- Opening Delimiter -
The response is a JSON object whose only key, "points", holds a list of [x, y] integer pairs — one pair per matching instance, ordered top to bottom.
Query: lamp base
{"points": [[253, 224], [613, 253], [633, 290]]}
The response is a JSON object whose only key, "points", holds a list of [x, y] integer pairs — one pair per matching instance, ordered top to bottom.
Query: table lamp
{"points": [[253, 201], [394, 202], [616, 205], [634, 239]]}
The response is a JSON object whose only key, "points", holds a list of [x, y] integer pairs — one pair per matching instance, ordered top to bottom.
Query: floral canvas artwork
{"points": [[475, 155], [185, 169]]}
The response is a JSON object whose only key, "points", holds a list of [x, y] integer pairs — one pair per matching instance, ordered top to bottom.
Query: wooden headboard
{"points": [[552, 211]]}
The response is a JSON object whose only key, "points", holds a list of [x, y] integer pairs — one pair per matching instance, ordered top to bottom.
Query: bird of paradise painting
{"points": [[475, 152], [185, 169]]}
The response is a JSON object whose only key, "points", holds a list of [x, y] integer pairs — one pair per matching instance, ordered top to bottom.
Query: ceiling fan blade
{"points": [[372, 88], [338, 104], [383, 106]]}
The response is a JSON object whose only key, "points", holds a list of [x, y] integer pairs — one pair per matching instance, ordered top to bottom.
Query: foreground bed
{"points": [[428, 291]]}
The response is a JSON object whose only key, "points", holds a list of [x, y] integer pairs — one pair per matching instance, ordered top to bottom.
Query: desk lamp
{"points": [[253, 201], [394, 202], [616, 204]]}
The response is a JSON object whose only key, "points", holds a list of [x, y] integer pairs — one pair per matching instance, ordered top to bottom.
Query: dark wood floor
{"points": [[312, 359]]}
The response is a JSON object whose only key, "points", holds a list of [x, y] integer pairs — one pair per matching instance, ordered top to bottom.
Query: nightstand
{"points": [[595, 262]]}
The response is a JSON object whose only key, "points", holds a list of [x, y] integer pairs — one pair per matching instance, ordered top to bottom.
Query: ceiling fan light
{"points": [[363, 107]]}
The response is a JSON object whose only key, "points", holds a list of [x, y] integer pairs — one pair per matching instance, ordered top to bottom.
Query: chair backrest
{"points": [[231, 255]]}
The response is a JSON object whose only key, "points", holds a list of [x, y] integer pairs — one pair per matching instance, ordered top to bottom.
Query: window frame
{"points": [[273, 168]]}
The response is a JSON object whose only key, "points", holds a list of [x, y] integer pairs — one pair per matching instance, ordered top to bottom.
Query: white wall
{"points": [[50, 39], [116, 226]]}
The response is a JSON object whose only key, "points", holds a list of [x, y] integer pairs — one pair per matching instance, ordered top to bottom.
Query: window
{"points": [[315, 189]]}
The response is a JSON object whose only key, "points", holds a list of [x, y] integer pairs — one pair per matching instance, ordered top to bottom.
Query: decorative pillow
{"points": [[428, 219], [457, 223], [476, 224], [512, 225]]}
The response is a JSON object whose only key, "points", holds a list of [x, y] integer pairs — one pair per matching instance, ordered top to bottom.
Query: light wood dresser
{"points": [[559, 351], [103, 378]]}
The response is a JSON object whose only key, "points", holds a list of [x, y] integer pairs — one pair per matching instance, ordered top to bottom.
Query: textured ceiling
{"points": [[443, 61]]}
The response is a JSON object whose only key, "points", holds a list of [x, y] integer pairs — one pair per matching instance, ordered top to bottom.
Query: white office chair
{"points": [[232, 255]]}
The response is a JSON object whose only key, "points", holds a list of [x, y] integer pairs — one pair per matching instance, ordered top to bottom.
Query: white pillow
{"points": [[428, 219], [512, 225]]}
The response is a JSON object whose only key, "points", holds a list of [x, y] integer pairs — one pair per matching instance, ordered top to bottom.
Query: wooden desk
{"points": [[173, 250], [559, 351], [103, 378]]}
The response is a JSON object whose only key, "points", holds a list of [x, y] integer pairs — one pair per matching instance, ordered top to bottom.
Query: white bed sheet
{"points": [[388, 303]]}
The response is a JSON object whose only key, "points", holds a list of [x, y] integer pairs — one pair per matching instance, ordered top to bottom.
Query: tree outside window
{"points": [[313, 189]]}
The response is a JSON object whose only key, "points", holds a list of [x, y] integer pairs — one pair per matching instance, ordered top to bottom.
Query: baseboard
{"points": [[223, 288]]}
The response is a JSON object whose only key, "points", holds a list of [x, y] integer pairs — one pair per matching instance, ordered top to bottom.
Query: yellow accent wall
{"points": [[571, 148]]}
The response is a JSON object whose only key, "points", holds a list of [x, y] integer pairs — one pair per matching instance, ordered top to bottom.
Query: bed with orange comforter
- Closing Delimiter -
• Task details
All of the data is to be written out again, word for word.

• Your response
The response is a JSON object whose only key, "points", holds a list of [x, y] integer pairs — one pair per matching instance, ordered top to bottom.
Query: lamp base
{"points": [[253, 224], [613, 253], [633, 290]]}
The response is a JSON object whose only key, "points", holds a list of [x, y] integer pairs — one pair per matching instance, ordered top to bottom.
Query: table lamp
{"points": [[253, 201], [394, 202], [616, 205], [634, 239]]}
The response is a JSON object whose only key, "points", holds a list of [x, y] integer pairs — one pair per matching instance, ordered top to bottom.
Query: floral canvas artwork
{"points": [[475, 155], [185, 169]]}
The response is a JSON object whose only key, "points", holds a list of [x, y] integer pairs — one pair per matching instance, ordered top to bottom.
Query: wooden headboard
{"points": [[552, 211]]}
The response is a JSON object whose only key, "points", holds a list of [x, y] integer pairs — one pair per matching instance, ordered top to bottom.
Query: bird of paradise painting
{"points": [[475, 152], [185, 169]]}
The response is a JSON object whose only key, "points", holds a list of [x, y] integer pairs — one pair per matching instance, ordered top to bottom.
Query: ceiling fan blade
{"points": [[372, 88], [338, 104], [383, 106]]}
The response is a JSON object whose only key, "points", holds a list of [x, y] integer pairs — one pair per matching instance, ordered top to bottom.
Query: foreground bed
{"points": [[428, 291]]}
The response is a JSON object whose only key, "points", holds a list of [x, y] integer pairs — one pair per matching instance, ordered top to bottom.
Query: desk lamp
{"points": [[253, 201], [394, 202], [616, 204]]}
The response is a JSON object whose only key, "points", holds a list of [x, y] integer pairs — one pair per matching instance, ordered top to bottom.
Query: dark wood floor
{"points": [[312, 359]]}
The response is a JSON object whose only key, "points", holds a list of [x, y] integer pairs — one pair per matching instance, ordered top to bottom.
Query: nightstand
{"points": [[595, 262]]}
The response is a JSON object whose only key, "points", holds a list of [x, y] integer pairs — one pair per matching instance, ordered top to bottom.
Query: ceiling fan light
{"points": [[363, 107]]}
The response is a JSON object whose only key, "points", holds a list of [x, y] integer pairs — one pair per matching instance, ordered top to bottom.
Query: chair backrest
{"points": [[231, 255]]}
The response is a JSON object whose only key, "points", holds a list of [x, y] integer pairs — one pair per matching instance, ordered top to bottom.
Query: window frame
{"points": [[273, 168]]}
The response is a JSON object whose only key, "points", holds a list of [x, y] integer pairs — one pair per matching instance, ordered top to bottom.
Query: white wall
{"points": [[50, 39], [116, 226]]}
The response is a JSON object whose only key, "points", holds a list of [x, y] integer pairs — one pair per matching instance, ordered top to bottom.
Query: window
{"points": [[315, 189]]}
The response is a JSON object whose only key, "points", holds a list of [x, y] integer pairs — one pair per matching instance, ordered top to bottom.
Query: decorative pillow
{"points": [[428, 219], [457, 223], [476, 224], [512, 225]]}
The response is a JSON object whose only key, "points", holds a list of [x, y] integer pairs — one pair per matching instance, ordered top to bottom.
Query: light wood dresser
{"points": [[559, 351], [103, 378]]}
The response is a JSON object whose only key, "points", holds a list of [x, y] integer pairs — one pair per matching instance, ordered top to bottom.
Query: textured ceiling
{"points": [[443, 61]]}
The response is a JSON object whose only key, "points", holds a list of [x, y] integer pairs — one pair per matching instance, ordered top to bottom.
Query: white office chair
{"points": [[232, 255]]}
The response is a JSON object whose only key, "points", holds a list of [x, y] integer pairs — one pair per matching instance, ordered top to bottom.
Query: white pillow
{"points": [[428, 219], [512, 225]]}
The response is a JSON object whose only key, "points", holds a list of [x, y] integer pairs — one pair per matching instance, ordered top to bottom.
Query: wooden desk
{"points": [[173, 250], [559, 351], [103, 378]]}
The response is a JSON object whose only key, "points", holds a list of [x, y] integer pairs — one pair per matching instance, ordered top to bottom.
Query: white bed sheet
{"points": [[388, 303]]}
The response is a JSON object whose only key, "points", holds a list of [x, y] integer pairs — one pair per matching instance, ordered top to bottom.
Query: tree outside window
{"points": [[313, 189]]}
The response is a JSON object whose only key, "points", holds a list of [x, y] integer pairs — one pair per matching instance, ordered top to bottom.
Query: baseboard
{"points": [[223, 288]]}
The response is a JSON object whose only key, "points", holds a list of [x, y] integer pairs — one pair per matching instance, ordered top to bottom.
Query: yellow accent wall
{"points": [[571, 148]]}
The response is a JSON object whose only key, "points", holds a list of [x, y] integer pairs — one pair per matching instance, ordered top to bottom.
Query: bed with orange comforter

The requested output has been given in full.